§ Liste der Einträge

>>>>

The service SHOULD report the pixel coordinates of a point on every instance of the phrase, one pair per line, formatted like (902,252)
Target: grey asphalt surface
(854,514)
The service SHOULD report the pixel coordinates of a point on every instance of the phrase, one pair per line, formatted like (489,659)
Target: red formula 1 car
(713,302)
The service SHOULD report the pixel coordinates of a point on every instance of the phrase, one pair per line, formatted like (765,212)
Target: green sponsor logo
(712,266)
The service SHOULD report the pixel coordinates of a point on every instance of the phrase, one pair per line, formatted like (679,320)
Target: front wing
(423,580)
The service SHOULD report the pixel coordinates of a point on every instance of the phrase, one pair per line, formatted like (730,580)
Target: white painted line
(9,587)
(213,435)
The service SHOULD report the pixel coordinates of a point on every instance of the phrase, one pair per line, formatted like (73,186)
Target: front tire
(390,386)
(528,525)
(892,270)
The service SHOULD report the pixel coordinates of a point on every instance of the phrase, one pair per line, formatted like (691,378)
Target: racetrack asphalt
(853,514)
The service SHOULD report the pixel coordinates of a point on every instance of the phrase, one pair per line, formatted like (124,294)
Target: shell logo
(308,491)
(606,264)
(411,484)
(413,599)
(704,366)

<<<<
>>>>

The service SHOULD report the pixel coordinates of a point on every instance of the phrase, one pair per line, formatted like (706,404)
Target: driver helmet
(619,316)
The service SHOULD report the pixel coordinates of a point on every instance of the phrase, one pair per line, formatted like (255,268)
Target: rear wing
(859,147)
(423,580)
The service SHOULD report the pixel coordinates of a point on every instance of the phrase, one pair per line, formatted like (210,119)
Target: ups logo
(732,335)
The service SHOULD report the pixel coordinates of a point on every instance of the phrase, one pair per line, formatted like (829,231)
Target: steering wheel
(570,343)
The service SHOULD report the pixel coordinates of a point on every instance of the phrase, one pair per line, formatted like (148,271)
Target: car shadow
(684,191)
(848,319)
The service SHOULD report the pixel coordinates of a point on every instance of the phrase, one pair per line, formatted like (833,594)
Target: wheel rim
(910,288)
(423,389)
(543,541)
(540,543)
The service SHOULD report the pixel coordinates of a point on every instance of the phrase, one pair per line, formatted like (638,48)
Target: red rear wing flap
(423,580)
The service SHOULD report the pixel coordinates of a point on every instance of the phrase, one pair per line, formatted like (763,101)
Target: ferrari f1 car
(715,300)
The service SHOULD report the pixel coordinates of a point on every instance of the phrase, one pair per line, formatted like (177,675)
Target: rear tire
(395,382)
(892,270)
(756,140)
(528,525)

<<<<
>>>>

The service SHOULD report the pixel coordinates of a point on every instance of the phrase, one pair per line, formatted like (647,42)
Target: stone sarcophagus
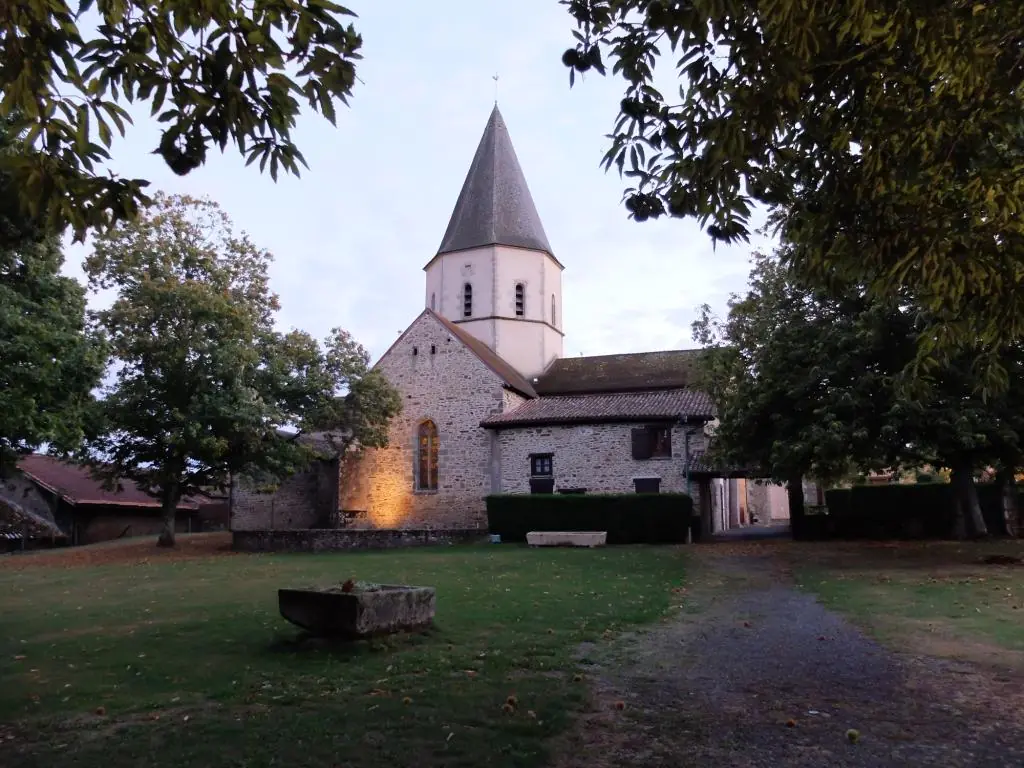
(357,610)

<<<<

§ Aufgabe
Entnehmen Sie den obigen Einträgen jede Zeile, die das Wort „logo“ enthält, und geben Sie diese Zeilen an. Groß- und Kleinschreibung ist dabei zu beachten.

§ Lösung
Target: green sponsor logo
Target: shell logo
Target: ups logo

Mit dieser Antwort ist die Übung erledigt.